INSTRUCTIONS TO FOLLOW:
Repeat each record that follows, keeping it identical.

DATA SUPPLIED:
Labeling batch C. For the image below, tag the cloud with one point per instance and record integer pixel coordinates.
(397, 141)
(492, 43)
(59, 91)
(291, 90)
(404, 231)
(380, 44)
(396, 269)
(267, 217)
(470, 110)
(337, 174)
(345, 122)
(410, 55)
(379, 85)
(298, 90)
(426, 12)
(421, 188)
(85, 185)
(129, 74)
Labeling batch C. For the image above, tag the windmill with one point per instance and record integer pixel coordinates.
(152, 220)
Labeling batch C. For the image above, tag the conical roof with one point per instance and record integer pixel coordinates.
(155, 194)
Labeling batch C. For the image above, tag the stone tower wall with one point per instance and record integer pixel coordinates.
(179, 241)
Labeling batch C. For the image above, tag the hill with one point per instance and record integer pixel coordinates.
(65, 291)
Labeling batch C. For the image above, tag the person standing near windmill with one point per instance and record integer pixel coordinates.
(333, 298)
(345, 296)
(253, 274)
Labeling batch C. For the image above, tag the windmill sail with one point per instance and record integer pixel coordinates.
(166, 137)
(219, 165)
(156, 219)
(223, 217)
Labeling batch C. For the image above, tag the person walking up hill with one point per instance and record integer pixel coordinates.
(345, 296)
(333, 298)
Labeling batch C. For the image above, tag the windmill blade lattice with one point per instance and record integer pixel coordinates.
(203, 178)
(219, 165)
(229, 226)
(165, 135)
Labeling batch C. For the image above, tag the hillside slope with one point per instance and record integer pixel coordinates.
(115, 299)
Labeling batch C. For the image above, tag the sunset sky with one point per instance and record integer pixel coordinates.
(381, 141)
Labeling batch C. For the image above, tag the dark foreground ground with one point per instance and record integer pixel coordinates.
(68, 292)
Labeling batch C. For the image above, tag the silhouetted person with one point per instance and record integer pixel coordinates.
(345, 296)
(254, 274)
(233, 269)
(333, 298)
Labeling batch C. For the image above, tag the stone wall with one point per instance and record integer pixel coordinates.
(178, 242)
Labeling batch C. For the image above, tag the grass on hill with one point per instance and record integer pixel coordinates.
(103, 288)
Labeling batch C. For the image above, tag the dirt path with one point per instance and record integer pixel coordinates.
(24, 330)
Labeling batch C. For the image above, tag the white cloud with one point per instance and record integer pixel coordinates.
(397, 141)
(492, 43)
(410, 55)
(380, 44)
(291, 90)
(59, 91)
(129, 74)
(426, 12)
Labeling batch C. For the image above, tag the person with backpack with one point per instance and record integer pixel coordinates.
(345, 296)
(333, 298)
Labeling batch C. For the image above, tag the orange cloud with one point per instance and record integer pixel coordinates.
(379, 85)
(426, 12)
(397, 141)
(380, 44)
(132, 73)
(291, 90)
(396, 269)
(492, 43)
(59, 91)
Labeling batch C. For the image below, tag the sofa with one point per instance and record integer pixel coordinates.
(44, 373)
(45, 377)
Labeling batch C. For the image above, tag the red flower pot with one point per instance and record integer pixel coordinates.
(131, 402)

ANSWER SPACE:
Labeling batch C. For the image below, tag the cloud with one point per instance and record integer pixel coordinates.
(397, 141)
(492, 43)
(59, 91)
(291, 90)
(404, 231)
(380, 44)
(396, 269)
(267, 217)
(470, 110)
(337, 174)
(345, 122)
(410, 55)
(379, 85)
(298, 90)
(426, 12)
(421, 188)
(85, 185)
(129, 74)
Labeling batch C. For the image above, tag the windmill with one point per instance and record integer pixel coordinates.
(152, 220)
Labeling batch C. For the image above, tag the conical roof with one point per instance and record integer pixel coordinates.
(155, 194)
Labeling batch C. For the image above, tag the stone tower wall with one point per instance and record integer pixel coordinates.
(179, 241)
Labeling batch C. For the image above, tag the hill with one point per instance and record integer pixel coordinates.
(65, 291)
Labeling batch C. For the image above, tag the person standing near windmill with one point per instance and record integer pixel coordinates.
(333, 298)
(345, 296)
(253, 274)
Labeling batch C. For the image above, tag the windmill sail with one point per instance and record integer pixel coordinates.
(166, 137)
(219, 165)
(156, 219)
(223, 217)
Labeling batch C. For the image above, tag the person walking up hill with one point per instance and record integer pixel coordinates.
(345, 296)
(333, 298)
Labeling batch C. For the image above, tag the windmill blade lattice with one point per instance and record integer pixel coordinates.
(203, 178)
(219, 165)
(229, 226)
(165, 135)
Labeling batch C. For the image above, tag the hillside slope with one point per instance and record integer pixel coordinates.
(115, 299)
Labeling batch C. For the image above, tag the sunset sky with one point per instance and record integer pixel coordinates.
(381, 141)
Labeling batch C. For the image above, tag the dark foreground ground with one point per instance and record integer pixel coordinates.
(68, 292)
Labeling batch C. For the image above, tag the silhouetted person with one point per instance and record integer pixel coordinates.
(345, 296)
(254, 274)
(233, 269)
(333, 298)
Labeling batch C. For the image above, tag the stone wall with one point per instance and record integer pixel coordinates.
(178, 242)
Labeling batch C. For the image above, tag the grass on hill with one point per instance and record integer pixel coordinates.
(103, 288)
Labeling batch C. For the image above, tag the dirt path with one point per instance and record integer pixel coordinates.
(24, 330)
Labeling batch C. For the image above, tag the white cloud with one point per instance and record integer pixel coordinates.
(397, 141)
(492, 43)
(410, 55)
(380, 44)
(291, 90)
(59, 91)
(129, 74)
(426, 12)
Labeling batch C. For the image above, tag the person with backpack with one point per instance and record integer pixel coordinates.
(345, 296)
(333, 298)
Labeling batch C. For the image above, tag the orange cloud with one point per instance and record integer pixel coordinates.
(379, 85)
(426, 12)
(397, 141)
(380, 44)
(132, 73)
(291, 90)
(396, 269)
(492, 43)
(59, 91)
Labeling batch C. For the image below, tag the sofa with one point per instance and record integer pixel coordinates.
(44, 373)
(45, 377)
Labeling batch C. For the image above, tag the red flower pot with one point per instance and record integer pixel coordinates.
(131, 402)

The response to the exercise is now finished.